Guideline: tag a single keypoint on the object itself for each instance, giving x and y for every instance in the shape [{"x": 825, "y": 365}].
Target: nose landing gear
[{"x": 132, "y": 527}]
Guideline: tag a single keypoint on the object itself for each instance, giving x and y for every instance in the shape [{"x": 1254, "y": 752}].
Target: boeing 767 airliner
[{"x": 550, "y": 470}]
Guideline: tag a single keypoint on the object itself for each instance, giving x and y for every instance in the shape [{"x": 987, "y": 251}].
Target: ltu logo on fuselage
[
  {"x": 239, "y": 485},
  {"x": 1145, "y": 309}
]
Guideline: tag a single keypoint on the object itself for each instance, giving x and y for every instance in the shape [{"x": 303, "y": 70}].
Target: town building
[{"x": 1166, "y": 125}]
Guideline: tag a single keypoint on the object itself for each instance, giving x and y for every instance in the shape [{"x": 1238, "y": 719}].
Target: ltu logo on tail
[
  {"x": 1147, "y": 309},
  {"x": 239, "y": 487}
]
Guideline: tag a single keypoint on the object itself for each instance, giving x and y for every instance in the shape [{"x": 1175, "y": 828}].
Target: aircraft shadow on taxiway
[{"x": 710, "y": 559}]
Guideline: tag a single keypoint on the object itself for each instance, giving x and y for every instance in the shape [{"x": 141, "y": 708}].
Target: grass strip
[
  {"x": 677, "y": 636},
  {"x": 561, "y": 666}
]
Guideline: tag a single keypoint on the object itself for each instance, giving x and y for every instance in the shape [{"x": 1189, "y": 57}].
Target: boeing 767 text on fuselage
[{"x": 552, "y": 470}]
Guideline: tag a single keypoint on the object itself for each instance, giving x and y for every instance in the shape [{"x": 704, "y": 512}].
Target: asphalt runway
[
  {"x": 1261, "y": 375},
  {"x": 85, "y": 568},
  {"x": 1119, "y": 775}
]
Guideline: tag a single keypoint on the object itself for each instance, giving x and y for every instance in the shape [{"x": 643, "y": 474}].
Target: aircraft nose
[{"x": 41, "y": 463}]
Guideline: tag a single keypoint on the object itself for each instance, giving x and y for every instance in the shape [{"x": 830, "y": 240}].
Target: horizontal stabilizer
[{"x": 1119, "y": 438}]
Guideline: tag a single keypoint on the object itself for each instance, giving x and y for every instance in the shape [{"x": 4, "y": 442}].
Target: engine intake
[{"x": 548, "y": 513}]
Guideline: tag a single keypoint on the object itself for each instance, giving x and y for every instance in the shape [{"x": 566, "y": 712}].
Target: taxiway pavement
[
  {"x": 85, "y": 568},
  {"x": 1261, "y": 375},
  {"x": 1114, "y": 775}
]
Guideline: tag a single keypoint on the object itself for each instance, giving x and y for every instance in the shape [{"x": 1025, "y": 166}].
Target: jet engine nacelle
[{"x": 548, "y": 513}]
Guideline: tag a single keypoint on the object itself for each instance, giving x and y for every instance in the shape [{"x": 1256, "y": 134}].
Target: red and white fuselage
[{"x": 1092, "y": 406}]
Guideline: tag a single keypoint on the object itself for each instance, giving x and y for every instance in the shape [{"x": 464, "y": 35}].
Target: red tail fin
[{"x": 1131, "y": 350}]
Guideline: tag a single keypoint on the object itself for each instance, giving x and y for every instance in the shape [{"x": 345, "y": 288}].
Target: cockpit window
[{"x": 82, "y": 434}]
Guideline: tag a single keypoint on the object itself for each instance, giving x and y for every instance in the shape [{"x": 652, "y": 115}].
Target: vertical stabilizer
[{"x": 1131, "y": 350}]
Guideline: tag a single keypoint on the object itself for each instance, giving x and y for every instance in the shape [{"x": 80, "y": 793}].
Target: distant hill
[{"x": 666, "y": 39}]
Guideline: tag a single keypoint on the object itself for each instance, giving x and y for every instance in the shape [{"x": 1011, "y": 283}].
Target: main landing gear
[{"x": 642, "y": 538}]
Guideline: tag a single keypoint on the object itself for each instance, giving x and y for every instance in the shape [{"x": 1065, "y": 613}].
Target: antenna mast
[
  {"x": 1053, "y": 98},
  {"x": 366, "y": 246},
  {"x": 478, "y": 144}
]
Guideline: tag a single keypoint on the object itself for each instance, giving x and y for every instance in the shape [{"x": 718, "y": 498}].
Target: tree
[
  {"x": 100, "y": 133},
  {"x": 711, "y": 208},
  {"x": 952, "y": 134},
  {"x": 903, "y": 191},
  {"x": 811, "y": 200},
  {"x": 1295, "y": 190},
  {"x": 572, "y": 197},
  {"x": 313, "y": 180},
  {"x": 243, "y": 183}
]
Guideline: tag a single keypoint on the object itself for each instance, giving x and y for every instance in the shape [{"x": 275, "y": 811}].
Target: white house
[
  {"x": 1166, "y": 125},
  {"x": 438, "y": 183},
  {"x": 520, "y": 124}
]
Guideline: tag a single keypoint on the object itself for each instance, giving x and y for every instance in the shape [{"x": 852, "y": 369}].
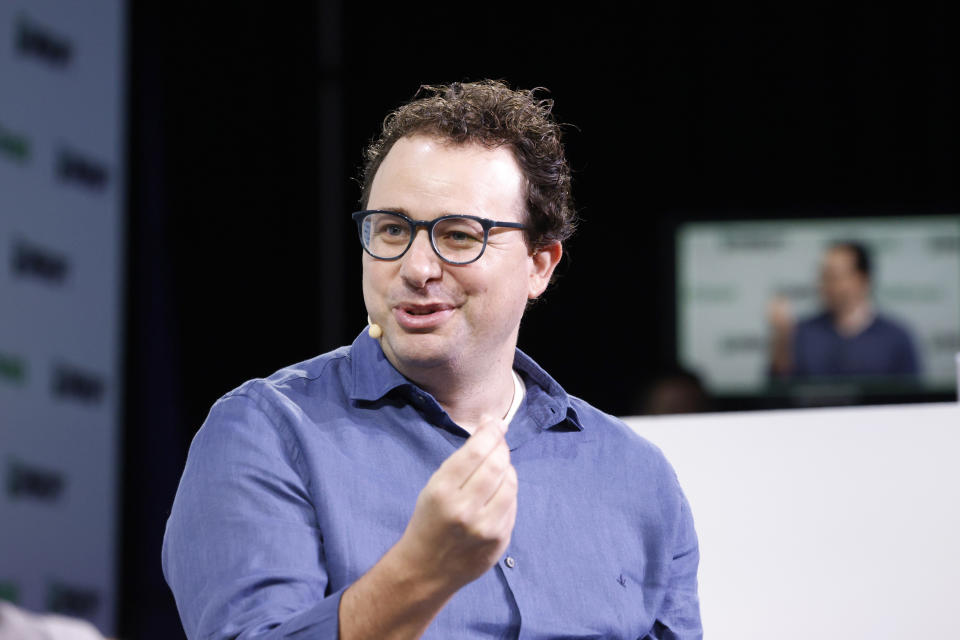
---+---
## [TASK DESCRIPTION]
Write out the records word for word. Pictures stay out.

## [SOLUTION FOR THIS PROBLEM]
Guideline: tag a single keypoint on the object itself for each instance, giving x and y for every instance in the shape [{"x": 825, "y": 365}].
Target: nose landing gear
[{"x": 132, "y": 527}]
Guideline: tag a single keypoint on the object itself for each instance, giving x and y for every instance in the shape [{"x": 1254, "y": 752}].
Target: boeing 767 airliner
[{"x": 550, "y": 470}]
Guideline: tag a single keypoint on the object itself for each instance, giving x and y for every instance in the shape [{"x": 987, "y": 251}].
Target: ltu logo on fuselage
[
  {"x": 239, "y": 485},
  {"x": 1145, "y": 309}
]
Guideline: tag a single keypoint on the object itself for each instance, giving x and y for every instance in the shape [{"x": 303, "y": 70}].
Target: town building
[{"x": 1166, "y": 125}]
Guideline: tag a single keypoint on the object itself for each instance, giving x and y for every instance in the shape [{"x": 1238, "y": 719}].
Target: ltu logo on tail
[
  {"x": 1147, "y": 309},
  {"x": 239, "y": 487}
]
Guideline: tag a single keypoint on the object itself for each instance, giving x and y for every instance in the shape [{"x": 1175, "y": 828}].
Target: aircraft shadow on taxiway
[{"x": 710, "y": 559}]
Guideline: tag a single keypoint on the object itself for each instance, giving x and y for every instance in the shape [{"x": 141, "y": 708}].
Target: grass strip
[
  {"x": 677, "y": 636},
  {"x": 561, "y": 666}
]
Guideline: tag a single keypoint on the object itself for each instance, giving x and y for every instance in the shape [{"x": 1189, "y": 57}].
Target: boeing 767 text on fuselage
[{"x": 552, "y": 470}]
Guideline: tag a single keypoint on the object itself for each instance, giving x and y for every instance in the shape [{"x": 704, "y": 512}].
Target: asphalt runway
[
  {"x": 1261, "y": 375},
  {"x": 85, "y": 568},
  {"x": 1119, "y": 775}
]
Guideline: tag a single keypoint on the object itself for each instance, giving x and y for every instance in the shape [{"x": 643, "y": 474}].
Target: aircraft nose
[{"x": 41, "y": 463}]
Guideline: tag a single keypoint on the object itself for each instance, giving x and y for every instance in the shape [{"x": 830, "y": 240}].
Target: horizontal stabilizer
[{"x": 1119, "y": 438}]
Guideline: tag a single keypoint on the object itself for each instance, giving x and y for every instance in the shape [{"x": 4, "y": 442}].
Target: engine intake
[{"x": 548, "y": 513}]
Guideline: tag a single keypoint on the object itself for each instance, giving x and y for every instance in the shape [{"x": 566, "y": 712}].
Target: taxiway pavement
[
  {"x": 85, "y": 568},
  {"x": 1261, "y": 375},
  {"x": 1114, "y": 775}
]
Guideline: tag a single keypoint on the object itself for each instance, giving x and y for every instance in the shape [{"x": 1025, "y": 166}].
Target: jet engine nacelle
[{"x": 548, "y": 513}]
Guideline: tag a single keypoint on the object itself for each instance, giving x and y for every instance in the shape [{"x": 1256, "y": 134}].
Target: red and white fuselage
[{"x": 1092, "y": 406}]
Guideline: tag a single keypoint on the object itself for each instance, giving x and y for every instance in the shape [{"x": 464, "y": 35}].
Target: red tail fin
[{"x": 1131, "y": 350}]
Guideline: tag a single keypoint on the object itself for each instance, giving x and y for every instance in the shape [{"x": 345, "y": 288}].
Target: cockpit window
[{"x": 82, "y": 434}]
Guideline: tag a single keypoint on the object itself for each instance, giving x and y for every instance in the shape [{"x": 652, "y": 115}].
Target: vertical stabilizer
[{"x": 1131, "y": 350}]
Guideline: tag a single keypoint on the object itself for each instance, giving x and y for every instance in the shape [{"x": 80, "y": 793}].
Target: distant hill
[{"x": 666, "y": 39}]
Guideline: tag a single keypoint on the object itself for each instance, giving x and y for every instance in the shape [{"x": 1011, "y": 283}].
Target: main landing gear
[{"x": 642, "y": 538}]
Guideline: tag a single keypoint on the object itself for each instance, giving x and y for every instance in the shape [{"x": 1065, "y": 613}].
Target: antenna mast
[
  {"x": 1053, "y": 98},
  {"x": 366, "y": 246},
  {"x": 478, "y": 144}
]
Guideline: tag a single keypoint on the object itself for each instance, giving x and y for every instance in the shape [{"x": 718, "y": 498}].
Target: tree
[
  {"x": 100, "y": 133},
  {"x": 711, "y": 208},
  {"x": 952, "y": 134},
  {"x": 903, "y": 191},
  {"x": 811, "y": 200},
  {"x": 1295, "y": 190},
  {"x": 572, "y": 197},
  {"x": 313, "y": 180},
  {"x": 243, "y": 183}
]
Guideline: tag a single keypoint on the object itself for each instance, giving x and y for every instance in the shape [{"x": 275, "y": 811}].
Target: white house
[
  {"x": 1166, "y": 125},
  {"x": 438, "y": 183},
  {"x": 520, "y": 124}
]
Guideline: tag a single keypoint on the object itself for each instance, giving x and y for every instance in the shape [{"x": 852, "y": 369}].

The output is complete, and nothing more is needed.